Stated goal - List every line below that contains the word "calm", copying each such line in full.

Extracted records -
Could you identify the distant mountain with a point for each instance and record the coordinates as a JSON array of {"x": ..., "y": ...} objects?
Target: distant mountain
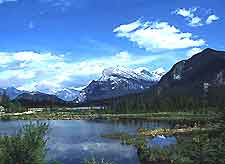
[
  {"x": 12, "y": 92},
  {"x": 204, "y": 68},
  {"x": 193, "y": 84},
  {"x": 38, "y": 99},
  {"x": 68, "y": 94},
  {"x": 117, "y": 81}
]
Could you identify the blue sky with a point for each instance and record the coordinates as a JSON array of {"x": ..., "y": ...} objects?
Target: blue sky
[{"x": 52, "y": 44}]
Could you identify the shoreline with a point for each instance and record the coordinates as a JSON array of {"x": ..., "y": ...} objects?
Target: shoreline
[{"x": 162, "y": 116}]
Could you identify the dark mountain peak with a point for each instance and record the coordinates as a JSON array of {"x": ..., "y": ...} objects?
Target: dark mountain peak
[{"x": 207, "y": 66}]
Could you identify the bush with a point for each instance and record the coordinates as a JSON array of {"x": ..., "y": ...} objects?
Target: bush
[{"x": 27, "y": 147}]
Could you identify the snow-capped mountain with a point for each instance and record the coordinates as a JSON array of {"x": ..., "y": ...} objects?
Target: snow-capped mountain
[
  {"x": 68, "y": 94},
  {"x": 117, "y": 81},
  {"x": 12, "y": 92}
]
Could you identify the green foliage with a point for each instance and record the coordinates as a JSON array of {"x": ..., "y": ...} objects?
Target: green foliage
[
  {"x": 94, "y": 161},
  {"x": 27, "y": 147}
]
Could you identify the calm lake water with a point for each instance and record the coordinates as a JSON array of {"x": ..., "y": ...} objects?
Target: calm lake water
[{"x": 73, "y": 141}]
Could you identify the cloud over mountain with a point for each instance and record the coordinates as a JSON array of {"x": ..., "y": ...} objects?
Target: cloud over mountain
[{"x": 154, "y": 36}]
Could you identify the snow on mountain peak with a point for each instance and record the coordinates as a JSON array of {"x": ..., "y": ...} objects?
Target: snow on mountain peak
[{"x": 141, "y": 73}]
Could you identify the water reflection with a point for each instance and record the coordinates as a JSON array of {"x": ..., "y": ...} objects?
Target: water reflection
[{"x": 73, "y": 141}]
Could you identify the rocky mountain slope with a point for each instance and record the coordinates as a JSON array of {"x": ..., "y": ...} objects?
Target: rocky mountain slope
[
  {"x": 118, "y": 81},
  {"x": 204, "y": 68}
]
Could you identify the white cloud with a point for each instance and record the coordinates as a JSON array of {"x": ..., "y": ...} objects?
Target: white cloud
[
  {"x": 128, "y": 27},
  {"x": 48, "y": 72},
  {"x": 193, "y": 51},
  {"x": 4, "y": 1},
  {"x": 185, "y": 12},
  {"x": 211, "y": 18},
  {"x": 190, "y": 16},
  {"x": 155, "y": 36},
  {"x": 193, "y": 19}
]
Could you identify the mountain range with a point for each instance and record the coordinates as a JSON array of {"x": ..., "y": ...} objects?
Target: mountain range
[
  {"x": 202, "y": 70},
  {"x": 115, "y": 81}
]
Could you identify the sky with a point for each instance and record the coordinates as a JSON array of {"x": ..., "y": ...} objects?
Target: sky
[{"x": 48, "y": 45}]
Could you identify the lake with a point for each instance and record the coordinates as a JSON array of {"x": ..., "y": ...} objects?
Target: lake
[{"x": 73, "y": 141}]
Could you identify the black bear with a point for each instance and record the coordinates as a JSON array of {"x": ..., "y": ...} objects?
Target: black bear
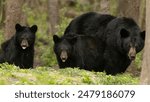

Complete response -
Could you identify the calm lake water with a point for each instance and record the coordinates as a JSON array of {"x": ..., "y": ...} objects?
Target: calm lake water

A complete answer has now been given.